_What you should do_.
All of the records are to be copied out exactly, with nothing left out.

■ ■ ■

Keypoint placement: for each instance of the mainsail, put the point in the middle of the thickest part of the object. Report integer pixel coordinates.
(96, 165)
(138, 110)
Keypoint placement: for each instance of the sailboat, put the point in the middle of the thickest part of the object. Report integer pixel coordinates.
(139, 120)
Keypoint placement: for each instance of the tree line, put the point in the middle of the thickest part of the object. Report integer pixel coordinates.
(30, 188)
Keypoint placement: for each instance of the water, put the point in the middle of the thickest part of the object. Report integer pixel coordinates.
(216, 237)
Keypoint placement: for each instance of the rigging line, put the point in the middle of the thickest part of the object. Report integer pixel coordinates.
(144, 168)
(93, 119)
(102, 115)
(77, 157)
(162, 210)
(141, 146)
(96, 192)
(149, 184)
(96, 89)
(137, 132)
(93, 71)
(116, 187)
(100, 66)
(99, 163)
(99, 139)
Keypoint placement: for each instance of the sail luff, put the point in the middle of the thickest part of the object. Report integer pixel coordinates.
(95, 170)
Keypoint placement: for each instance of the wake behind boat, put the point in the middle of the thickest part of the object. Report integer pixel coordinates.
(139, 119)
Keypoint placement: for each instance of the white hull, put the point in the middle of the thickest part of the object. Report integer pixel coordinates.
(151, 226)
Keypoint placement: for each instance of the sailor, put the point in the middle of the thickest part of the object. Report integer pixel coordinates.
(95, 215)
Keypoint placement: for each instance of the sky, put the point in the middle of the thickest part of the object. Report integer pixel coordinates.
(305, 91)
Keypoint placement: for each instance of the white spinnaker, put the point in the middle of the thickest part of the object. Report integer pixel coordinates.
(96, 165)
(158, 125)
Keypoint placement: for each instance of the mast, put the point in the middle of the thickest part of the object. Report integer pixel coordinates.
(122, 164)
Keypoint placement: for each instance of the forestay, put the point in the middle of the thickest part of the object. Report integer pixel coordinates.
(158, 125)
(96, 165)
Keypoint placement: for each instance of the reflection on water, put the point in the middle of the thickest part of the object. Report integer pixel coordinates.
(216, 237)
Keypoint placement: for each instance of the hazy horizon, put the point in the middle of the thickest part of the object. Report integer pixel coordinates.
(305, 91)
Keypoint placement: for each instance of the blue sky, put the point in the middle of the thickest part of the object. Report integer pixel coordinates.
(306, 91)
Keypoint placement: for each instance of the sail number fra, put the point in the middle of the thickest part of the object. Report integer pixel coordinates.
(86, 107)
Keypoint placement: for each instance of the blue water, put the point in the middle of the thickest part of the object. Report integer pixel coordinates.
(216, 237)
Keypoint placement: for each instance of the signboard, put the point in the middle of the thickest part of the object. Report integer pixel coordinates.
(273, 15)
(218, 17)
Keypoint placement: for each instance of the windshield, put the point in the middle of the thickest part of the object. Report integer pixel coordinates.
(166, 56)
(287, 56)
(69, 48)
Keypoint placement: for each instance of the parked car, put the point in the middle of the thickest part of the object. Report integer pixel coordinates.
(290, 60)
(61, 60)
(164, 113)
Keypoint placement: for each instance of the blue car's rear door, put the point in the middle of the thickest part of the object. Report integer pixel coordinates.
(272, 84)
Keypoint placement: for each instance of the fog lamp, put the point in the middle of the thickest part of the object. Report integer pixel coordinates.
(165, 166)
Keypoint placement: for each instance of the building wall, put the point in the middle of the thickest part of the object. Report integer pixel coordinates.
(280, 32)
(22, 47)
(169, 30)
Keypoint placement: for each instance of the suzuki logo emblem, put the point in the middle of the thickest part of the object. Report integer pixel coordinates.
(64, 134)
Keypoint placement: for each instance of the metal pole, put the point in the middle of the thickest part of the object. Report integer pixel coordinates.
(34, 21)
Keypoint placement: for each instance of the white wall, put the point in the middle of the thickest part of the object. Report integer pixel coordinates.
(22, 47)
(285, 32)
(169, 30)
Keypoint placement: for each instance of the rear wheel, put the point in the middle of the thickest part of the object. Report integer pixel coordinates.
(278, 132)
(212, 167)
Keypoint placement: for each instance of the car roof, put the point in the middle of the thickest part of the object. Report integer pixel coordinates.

■ ■ ■

_Reply_.
Keypoint placement: for each instance of the mainsail, put the point in the middle of the thickest part of the object. Report integer pixel coordinates.
(96, 165)
(138, 110)
Keypoint placement: for each instance of the sailboat, put the point in the middle of the thickest part of the object. Report integer pixel coordinates.
(139, 120)
Keypoint placement: for each instance of the tree line, put the point in the middle of the thickest part of the object. Report integer pixel coordinates.
(30, 188)
Keypoint placement: for each instance of the water, put the point in the middle of the thickest part of the object. Report integer pixel coordinates.
(216, 237)
Keypoint placement: for each instance of the rigging line, put the point in the middle of the thickest part of the object. Report integer pixel coordinates.
(144, 168)
(93, 119)
(102, 115)
(77, 157)
(162, 210)
(141, 146)
(96, 192)
(149, 184)
(96, 89)
(137, 132)
(93, 71)
(116, 187)
(100, 66)
(99, 163)
(99, 139)
Keypoint placement: for each instance of the sail luff, put the point in the middle of the thickest part of the object. Report integer pixel coordinates.
(95, 170)
Keypoint placement: for each instance of the wake behind boat, put the point in the middle of the thickest part of the object. Report integer pixel coordinates.
(139, 119)
Keypoint placement: for each instance of the white hull, put the point in the middle of the thickest part of the object. Report integer pixel coordinates.
(151, 226)
Keypoint placement: for each instance of the sailor, put the point in the middle of the thickest part of the object. Report integer pixel coordinates.
(95, 215)
Keypoint placement: for each instance of the sky, put the point in the middle of the thickest part of the object. Report integer pixel coordinates.
(305, 91)
Keypoint placement: for each instance of the white spinnaker, put the point in the middle of the thickest part of the object. Report integer pixel coordinates.
(96, 165)
(158, 125)
Keypoint placement: for each instance of the mast, put the point in the middle of the thickest part of the object. Report integer pixel coordinates.
(122, 164)
Keypoint placement: for each instance of the forestay, put the point in the middle of the thickest part of the object. Report integer pixel coordinates.
(158, 125)
(96, 165)
Keypoint placement: for each instance of the reflection on water, put the point in the middle of the thickest part of the object. Report integer pixel coordinates.
(216, 237)
Keypoint placement: for each instance of the hazy horizon, put the point in the middle of the thickest part of the object. Report integer pixel coordinates.
(305, 91)
Keypoint placement: for each instance of the blue sky, put the point in the middle of the thickest part of the object. Report integer pixel coordinates.
(306, 91)
Keypoint placement: for each instance of the sail number fra, put the point in the middle of the thickest part of the object. Report integer pixel coordinates.
(86, 107)
Keypoint placement: for each instance of the blue water, put the point in the middle of the thickest part of the object. Report integer pixel coordinates.
(216, 237)
Keypoint placement: for each instance of the signboard, put the point in the middle of the thickest part of the object. Report integer pixel coordinates.
(273, 15)
(218, 17)
Keypoint placement: for each instance of the windshield, put the point in the middle of the thickest part of the object. Report integer pixel coordinates.
(166, 56)
(287, 56)
(69, 48)
Keypoint placement: for each instance of the parked car, put the point in the middle of the thickest part of the object. Report integer pixel coordinates.
(290, 60)
(61, 60)
(164, 113)
Keypoint placement: for each instance of the blue car's rear door, put the point in the middle of the thickest part of the object. Report integer pixel coordinates.
(272, 84)
Keypoint placement: for each instance of the fog lamp, put the point in the middle of the thickest part of the object. Report integer pixel coordinates.
(165, 166)
Keypoint placement: for each instance of the building wall, put the point in the middle of the thickest part of the object. Report integer pixel coordinates.
(280, 32)
(22, 47)
(169, 30)
Keypoint placement: for each instance of the suzuki logo emblem, put the point in the middle of the thickest part of the object. Report integer pixel coordinates.
(64, 134)
Keypoint placement: for each instance of the metal pole, put the point in the middle of the thickest part of the object. Report integer pixel coordinates.
(34, 21)
Keypoint placement: for each instance of the white wall, put the point in the middle of the thickest part of the object. Report integer pixel coordinates.
(22, 47)
(285, 32)
(169, 30)
Keypoint placement: for each instance of the rear wheel, put the point in the middle of the thickest part of the object. Report integer pixel coordinates.
(278, 132)
(212, 167)
Keypoint placement: for each instance of the car roof, put the point in the middle of the thickest part of the object. Report integer pixel coordinates.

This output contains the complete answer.